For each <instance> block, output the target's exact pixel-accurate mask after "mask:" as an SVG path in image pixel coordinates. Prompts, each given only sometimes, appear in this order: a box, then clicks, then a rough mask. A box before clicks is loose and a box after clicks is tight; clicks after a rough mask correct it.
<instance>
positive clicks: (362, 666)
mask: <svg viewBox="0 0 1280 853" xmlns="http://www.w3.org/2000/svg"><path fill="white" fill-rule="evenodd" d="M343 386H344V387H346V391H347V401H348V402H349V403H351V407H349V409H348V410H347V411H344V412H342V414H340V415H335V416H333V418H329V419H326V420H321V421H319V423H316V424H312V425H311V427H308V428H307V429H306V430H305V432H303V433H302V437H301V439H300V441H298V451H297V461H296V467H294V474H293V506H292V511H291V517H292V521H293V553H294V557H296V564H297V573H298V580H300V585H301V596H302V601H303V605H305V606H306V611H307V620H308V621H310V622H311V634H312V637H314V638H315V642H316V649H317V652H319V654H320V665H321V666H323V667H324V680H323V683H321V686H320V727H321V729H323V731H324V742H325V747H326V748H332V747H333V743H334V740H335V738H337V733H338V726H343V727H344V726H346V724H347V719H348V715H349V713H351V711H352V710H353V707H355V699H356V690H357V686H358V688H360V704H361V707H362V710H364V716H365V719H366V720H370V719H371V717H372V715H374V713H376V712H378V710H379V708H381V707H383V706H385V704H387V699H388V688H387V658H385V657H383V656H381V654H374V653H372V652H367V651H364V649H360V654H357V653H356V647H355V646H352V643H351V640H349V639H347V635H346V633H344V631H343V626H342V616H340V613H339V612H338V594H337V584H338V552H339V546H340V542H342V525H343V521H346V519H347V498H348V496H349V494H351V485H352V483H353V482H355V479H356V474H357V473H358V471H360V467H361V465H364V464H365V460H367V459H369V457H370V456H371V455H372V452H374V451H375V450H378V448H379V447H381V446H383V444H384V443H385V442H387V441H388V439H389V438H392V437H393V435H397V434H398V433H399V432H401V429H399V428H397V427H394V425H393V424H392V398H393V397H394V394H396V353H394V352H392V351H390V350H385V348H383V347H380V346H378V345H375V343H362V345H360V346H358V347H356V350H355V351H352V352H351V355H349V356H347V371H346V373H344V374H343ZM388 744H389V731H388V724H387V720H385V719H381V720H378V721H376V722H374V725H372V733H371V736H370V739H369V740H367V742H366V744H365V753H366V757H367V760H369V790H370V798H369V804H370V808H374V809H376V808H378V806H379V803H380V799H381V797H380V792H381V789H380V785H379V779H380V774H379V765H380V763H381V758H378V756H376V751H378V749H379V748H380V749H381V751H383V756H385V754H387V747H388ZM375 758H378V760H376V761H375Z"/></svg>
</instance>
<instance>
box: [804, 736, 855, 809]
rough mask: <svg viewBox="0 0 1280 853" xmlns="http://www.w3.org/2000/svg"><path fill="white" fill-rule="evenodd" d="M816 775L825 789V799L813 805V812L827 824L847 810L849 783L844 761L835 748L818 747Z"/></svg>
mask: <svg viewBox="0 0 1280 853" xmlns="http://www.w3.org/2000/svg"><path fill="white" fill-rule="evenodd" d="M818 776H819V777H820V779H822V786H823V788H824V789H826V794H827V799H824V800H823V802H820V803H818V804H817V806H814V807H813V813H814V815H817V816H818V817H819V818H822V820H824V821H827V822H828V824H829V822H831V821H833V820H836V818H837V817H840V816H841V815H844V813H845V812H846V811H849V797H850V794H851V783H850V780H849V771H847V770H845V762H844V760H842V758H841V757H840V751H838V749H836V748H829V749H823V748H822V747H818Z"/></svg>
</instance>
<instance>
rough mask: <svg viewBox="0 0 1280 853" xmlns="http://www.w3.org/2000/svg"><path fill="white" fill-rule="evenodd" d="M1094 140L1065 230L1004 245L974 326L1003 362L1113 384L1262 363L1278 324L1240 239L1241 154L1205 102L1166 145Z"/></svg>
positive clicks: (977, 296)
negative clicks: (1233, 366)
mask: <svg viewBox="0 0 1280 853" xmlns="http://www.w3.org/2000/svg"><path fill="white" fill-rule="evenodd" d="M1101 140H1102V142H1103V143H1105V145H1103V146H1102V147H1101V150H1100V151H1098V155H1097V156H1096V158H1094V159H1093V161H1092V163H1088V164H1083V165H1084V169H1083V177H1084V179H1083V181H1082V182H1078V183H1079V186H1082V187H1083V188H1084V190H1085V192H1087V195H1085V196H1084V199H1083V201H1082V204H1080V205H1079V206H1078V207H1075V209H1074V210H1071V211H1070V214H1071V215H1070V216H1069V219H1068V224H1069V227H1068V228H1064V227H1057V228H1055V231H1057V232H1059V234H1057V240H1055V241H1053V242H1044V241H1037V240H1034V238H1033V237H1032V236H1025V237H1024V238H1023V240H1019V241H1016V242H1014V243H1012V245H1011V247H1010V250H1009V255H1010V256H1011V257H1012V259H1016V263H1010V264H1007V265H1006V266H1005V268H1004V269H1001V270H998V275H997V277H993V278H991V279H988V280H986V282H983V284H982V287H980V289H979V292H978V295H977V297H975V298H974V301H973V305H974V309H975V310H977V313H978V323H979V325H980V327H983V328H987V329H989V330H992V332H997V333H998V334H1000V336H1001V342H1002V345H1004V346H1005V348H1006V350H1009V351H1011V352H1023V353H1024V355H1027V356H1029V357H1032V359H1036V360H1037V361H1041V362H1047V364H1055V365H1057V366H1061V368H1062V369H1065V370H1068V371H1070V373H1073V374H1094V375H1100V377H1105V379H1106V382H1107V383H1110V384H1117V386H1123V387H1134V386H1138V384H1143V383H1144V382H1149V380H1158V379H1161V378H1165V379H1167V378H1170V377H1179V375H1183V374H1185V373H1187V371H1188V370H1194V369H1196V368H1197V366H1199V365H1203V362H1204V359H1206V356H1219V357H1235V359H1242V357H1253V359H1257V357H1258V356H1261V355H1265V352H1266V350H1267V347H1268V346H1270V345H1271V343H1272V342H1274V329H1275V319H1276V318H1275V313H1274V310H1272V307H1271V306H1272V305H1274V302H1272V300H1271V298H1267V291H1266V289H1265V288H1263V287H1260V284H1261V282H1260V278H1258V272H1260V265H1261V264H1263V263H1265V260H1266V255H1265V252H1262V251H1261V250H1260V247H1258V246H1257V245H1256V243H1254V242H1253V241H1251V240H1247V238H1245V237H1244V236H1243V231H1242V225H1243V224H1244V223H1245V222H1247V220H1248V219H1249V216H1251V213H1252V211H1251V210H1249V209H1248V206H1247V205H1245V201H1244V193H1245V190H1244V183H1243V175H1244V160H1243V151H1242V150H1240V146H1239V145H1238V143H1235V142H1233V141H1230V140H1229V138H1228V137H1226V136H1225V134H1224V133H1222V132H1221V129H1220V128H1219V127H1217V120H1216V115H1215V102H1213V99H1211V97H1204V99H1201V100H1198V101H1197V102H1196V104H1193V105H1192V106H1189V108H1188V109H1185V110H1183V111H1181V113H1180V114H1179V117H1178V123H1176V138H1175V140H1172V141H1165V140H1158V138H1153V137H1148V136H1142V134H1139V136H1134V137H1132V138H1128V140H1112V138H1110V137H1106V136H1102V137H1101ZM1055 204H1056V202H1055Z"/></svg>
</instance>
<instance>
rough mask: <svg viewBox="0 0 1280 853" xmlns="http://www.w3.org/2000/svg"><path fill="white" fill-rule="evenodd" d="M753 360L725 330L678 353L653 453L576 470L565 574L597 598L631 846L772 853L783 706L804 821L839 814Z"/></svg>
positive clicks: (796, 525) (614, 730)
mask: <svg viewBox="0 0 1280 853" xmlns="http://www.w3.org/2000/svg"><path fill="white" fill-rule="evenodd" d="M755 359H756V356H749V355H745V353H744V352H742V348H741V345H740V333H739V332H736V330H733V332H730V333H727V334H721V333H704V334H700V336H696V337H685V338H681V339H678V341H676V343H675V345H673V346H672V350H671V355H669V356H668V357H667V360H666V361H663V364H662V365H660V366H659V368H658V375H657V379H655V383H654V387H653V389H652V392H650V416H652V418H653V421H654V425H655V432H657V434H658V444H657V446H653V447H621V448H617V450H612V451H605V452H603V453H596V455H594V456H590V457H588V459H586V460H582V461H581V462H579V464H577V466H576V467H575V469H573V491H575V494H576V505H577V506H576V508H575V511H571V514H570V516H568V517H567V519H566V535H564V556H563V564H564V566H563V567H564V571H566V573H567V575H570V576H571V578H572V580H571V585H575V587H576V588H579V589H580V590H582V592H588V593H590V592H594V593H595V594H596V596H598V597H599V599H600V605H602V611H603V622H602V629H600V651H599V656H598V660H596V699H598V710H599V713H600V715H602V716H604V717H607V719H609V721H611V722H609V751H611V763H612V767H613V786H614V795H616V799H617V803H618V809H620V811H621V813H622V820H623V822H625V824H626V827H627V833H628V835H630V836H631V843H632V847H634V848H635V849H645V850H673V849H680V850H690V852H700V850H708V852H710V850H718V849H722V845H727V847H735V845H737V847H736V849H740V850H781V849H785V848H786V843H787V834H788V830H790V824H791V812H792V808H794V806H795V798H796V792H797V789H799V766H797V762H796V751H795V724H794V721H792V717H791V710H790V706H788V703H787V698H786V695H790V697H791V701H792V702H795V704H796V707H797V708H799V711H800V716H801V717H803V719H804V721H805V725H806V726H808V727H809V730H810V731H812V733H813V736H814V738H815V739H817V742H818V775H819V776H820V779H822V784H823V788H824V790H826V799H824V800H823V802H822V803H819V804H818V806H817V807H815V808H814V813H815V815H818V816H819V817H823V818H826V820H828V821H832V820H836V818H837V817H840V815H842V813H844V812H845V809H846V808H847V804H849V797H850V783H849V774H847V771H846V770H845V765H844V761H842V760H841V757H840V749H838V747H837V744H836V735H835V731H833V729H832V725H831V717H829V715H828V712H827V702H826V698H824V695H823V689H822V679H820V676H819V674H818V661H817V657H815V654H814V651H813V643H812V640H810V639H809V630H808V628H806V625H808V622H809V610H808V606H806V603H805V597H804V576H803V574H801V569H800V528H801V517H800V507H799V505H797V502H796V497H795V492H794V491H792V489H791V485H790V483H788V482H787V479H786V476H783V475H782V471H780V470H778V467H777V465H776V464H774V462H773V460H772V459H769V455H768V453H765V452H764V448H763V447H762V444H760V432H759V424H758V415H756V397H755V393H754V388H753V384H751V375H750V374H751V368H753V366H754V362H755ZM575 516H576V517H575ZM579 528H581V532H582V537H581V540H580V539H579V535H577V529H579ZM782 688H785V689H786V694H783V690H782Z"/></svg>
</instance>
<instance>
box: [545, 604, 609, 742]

■ Brief ■
An exact copy of the lines above, from the one containing "140L1065 230L1004 245L974" down to the one containing "positive clicks: (977, 296)" and including both, is the whole answer; retype it and nothing else.

■ Task output ■
rough mask: <svg viewBox="0 0 1280 853" xmlns="http://www.w3.org/2000/svg"><path fill="white" fill-rule="evenodd" d="M1094 140L1065 230L1004 245L974 326L1003 362L1113 384L1262 363L1278 324L1240 239L1241 154L1205 102L1166 145Z"/></svg>
positive clicks: (977, 296)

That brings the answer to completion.